[Extracted data entries]
****
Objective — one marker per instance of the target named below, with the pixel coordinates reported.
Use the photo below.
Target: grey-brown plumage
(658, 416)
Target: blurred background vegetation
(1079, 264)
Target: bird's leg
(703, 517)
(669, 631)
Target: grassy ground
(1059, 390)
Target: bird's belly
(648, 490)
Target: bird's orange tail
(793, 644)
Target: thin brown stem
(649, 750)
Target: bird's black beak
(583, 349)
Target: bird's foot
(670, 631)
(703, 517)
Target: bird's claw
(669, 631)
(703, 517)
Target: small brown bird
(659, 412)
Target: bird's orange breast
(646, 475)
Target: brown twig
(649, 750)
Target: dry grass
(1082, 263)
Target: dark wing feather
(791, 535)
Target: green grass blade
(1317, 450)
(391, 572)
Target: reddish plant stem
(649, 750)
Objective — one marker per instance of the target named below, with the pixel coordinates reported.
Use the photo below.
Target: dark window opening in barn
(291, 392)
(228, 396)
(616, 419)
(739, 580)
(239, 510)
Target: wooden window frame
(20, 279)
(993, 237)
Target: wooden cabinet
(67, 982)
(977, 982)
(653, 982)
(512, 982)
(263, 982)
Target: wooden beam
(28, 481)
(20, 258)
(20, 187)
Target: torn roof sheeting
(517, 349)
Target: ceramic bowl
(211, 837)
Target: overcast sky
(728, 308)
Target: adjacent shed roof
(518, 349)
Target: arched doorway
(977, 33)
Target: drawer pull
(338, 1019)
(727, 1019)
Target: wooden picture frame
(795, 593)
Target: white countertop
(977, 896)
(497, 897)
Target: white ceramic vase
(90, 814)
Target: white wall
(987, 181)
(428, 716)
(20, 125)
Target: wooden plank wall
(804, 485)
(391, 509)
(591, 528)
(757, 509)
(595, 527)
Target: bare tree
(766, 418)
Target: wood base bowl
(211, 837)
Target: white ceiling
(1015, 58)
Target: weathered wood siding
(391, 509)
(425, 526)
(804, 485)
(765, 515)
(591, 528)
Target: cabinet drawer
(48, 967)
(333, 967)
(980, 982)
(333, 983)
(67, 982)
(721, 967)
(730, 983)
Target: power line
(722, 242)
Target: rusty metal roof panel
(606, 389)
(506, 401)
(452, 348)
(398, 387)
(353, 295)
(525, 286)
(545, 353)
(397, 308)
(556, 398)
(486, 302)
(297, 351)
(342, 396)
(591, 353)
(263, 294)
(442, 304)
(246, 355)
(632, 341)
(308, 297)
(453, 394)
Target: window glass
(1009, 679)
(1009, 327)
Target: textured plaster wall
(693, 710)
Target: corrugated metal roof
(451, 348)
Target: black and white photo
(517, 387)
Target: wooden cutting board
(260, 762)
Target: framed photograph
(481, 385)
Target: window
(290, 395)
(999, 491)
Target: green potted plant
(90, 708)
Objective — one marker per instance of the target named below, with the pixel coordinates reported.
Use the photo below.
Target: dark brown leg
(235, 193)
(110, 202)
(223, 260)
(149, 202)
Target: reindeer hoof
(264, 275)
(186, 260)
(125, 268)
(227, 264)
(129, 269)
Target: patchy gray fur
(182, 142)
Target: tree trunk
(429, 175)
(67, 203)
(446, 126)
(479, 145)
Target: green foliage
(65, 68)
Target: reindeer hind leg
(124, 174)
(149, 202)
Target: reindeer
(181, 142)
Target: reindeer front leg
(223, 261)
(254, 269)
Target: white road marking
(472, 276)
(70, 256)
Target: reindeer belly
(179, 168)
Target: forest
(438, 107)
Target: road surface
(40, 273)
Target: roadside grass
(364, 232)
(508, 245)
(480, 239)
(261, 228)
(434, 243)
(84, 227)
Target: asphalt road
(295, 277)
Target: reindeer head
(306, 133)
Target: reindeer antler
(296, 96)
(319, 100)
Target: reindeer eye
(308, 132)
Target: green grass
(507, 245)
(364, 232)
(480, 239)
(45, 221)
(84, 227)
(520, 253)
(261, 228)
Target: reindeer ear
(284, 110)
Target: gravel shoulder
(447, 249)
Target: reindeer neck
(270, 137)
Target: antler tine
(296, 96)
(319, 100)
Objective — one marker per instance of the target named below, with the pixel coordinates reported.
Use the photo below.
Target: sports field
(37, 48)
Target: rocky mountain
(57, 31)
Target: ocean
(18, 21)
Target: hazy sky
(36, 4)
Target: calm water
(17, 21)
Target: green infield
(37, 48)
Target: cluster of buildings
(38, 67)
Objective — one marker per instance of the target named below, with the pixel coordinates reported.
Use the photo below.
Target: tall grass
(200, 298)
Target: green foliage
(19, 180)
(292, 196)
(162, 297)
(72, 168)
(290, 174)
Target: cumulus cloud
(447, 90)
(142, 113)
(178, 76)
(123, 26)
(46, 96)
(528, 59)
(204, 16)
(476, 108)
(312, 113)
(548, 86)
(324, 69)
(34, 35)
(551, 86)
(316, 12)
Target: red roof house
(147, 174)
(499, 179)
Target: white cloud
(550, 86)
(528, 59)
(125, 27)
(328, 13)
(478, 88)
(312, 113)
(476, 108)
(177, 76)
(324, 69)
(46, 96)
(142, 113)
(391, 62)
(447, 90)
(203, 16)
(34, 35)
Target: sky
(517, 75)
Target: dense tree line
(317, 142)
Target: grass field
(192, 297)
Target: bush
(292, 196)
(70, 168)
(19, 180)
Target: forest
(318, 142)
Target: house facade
****
_What to do_
Restate the listing in full, word for word.

_Finished task_
Objective — one marker per instance of the target named below, with the pixel coordinates reported.
Use the photo below.
Target: grey-brown plumage
(658, 416)
Target: blurred background vegetation
(1079, 264)
Target: bird's leg
(703, 517)
(669, 631)
Target: grassy ground
(1059, 390)
Target: bird's belly
(648, 490)
Target: bird's orange tail
(793, 644)
Target: thin brown stem
(649, 750)
Target: bird's black beak
(583, 349)
Target: bird's foot
(670, 631)
(703, 517)
Target: bird's claw
(669, 631)
(703, 517)
Target: small brown bird
(659, 412)
Target: bird's orange breast
(646, 475)
Target: brown twig
(649, 750)
Target: dry grass
(1082, 263)
Target: dark wing feather
(791, 535)
Target: green grass blade
(1317, 450)
(391, 572)
Target: reddish plant stem
(649, 750)
Objective — one marker per instance of the target named below, with the pixel coordinates reported.
Use the photo below.
Target: dark window opening in barn
(291, 392)
(228, 396)
(616, 419)
(739, 580)
(239, 510)
Target: wooden window frame
(20, 279)
(993, 237)
Target: wooden cabinet
(67, 982)
(977, 982)
(653, 982)
(512, 982)
(263, 982)
Target: wooden beam
(28, 481)
(20, 258)
(20, 187)
Target: torn roof sheeting
(517, 349)
Target: ceramic bowl
(211, 837)
Target: overcast sky
(728, 308)
Target: adjacent shed roof
(518, 349)
Target: arched doorway
(977, 33)
Target: drawer pull
(338, 1019)
(727, 1019)
Target: wooden picture frame
(795, 593)
Target: white countertop
(977, 896)
(497, 897)
Target: white ceramic vase
(90, 814)
Target: white wall
(987, 181)
(428, 716)
(20, 125)
Target: wooden plank wall
(804, 485)
(391, 509)
(591, 528)
(757, 509)
(595, 527)
Target: bare tree
(766, 418)
Target: wood base bowl
(211, 837)
Target: white ceiling
(1015, 58)
Target: weathered wood siding
(391, 509)
(425, 526)
(804, 485)
(765, 515)
(591, 528)
Target: cabinet drawer
(48, 967)
(333, 967)
(980, 982)
(333, 983)
(67, 982)
(721, 967)
(730, 983)
Target: power line
(722, 242)
Target: rusty metal roof panel
(606, 389)
(506, 401)
(452, 348)
(398, 387)
(353, 295)
(525, 286)
(545, 353)
(397, 308)
(556, 398)
(486, 302)
(297, 351)
(342, 396)
(591, 353)
(263, 294)
(442, 304)
(246, 355)
(632, 341)
(308, 297)
(453, 394)
Target: window glass
(1009, 679)
(1009, 327)
Target: textured plaster wall
(693, 710)
Target: corrugated metal roof
(451, 348)
Target: black and white photo
(517, 387)
Target: wooden cutting board
(260, 762)
Target: framed photograph
(481, 385)
Target: window
(290, 395)
(999, 491)
Target: green potted plant
(90, 708)
Objective — one marker per instance of the target named below, with the pixel coordinates reported.
Use the photo below.
Target: dark brown leg
(235, 193)
(110, 202)
(223, 260)
(149, 202)
Target: reindeer hoof
(264, 275)
(186, 260)
(125, 268)
(227, 264)
(129, 269)
Target: patchy gray fur
(182, 142)
Target: tree trunk
(429, 175)
(67, 203)
(446, 126)
(479, 145)
Target: green foliage
(65, 68)
Target: reindeer hind leg
(124, 174)
(149, 202)
Target: reindeer
(181, 142)
Target: reindeer front leg
(223, 261)
(254, 269)
Target: white road marking
(472, 276)
(70, 256)
Target: reindeer belly
(179, 168)
Target: forest
(438, 107)
Target: road surface
(40, 273)
Target: roadside grass
(364, 232)
(508, 245)
(480, 239)
(261, 228)
(434, 243)
(84, 227)
Target: asphalt road
(295, 277)
Target: reindeer head
(306, 133)
Target: reindeer antler
(296, 96)
(319, 100)
Target: reindeer eye
(308, 132)
Target: green grass
(507, 245)
(364, 232)
(480, 239)
(45, 221)
(84, 227)
(520, 253)
(261, 228)
Target: reindeer ear
(284, 110)
Target: gravel shoulder
(447, 249)
Target: reindeer neck
(270, 137)
Target: antler tine
(296, 96)
(319, 100)
Objective — one marker per instance of the target named below, with the pixel coordinates reported.
Use the photo below.
Target: sports field
(37, 48)
Target: rocky mountain
(57, 31)
Target: ocean
(18, 21)
Target: hazy sky
(36, 4)
Target: calm water
(17, 21)
Target: green infield
(37, 48)
Target: cluster of buildings
(38, 67)
Objective — one marker per instance of the target named below, with the pixel coordinates reported.
Use the photo below.
Target: tall grass
(200, 298)
Target: green foliage
(19, 180)
(292, 196)
(162, 297)
(72, 168)
(290, 174)
Target: cumulus cloud
(447, 90)
(142, 113)
(178, 76)
(123, 26)
(46, 96)
(528, 59)
(204, 16)
(476, 108)
(312, 113)
(548, 86)
(324, 69)
(34, 35)
(551, 86)
(316, 12)
Target: red roof house
(147, 174)
(499, 179)
Target: white cloud
(550, 86)
(528, 59)
(125, 27)
(328, 13)
(478, 88)
(312, 113)
(476, 108)
(177, 76)
(324, 69)
(46, 96)
(142, 113)
(391, 62)
(447, 90)
(203, 16)
(34, 35)
Target: sky
(517, 75)
Target: dense tree line
(317, 142)
Target: grass field
(192, 297)
Target: bush
(292, 196)
(70, 168)
(19, 180)
Target: forest
(318, 142)
Target: house facade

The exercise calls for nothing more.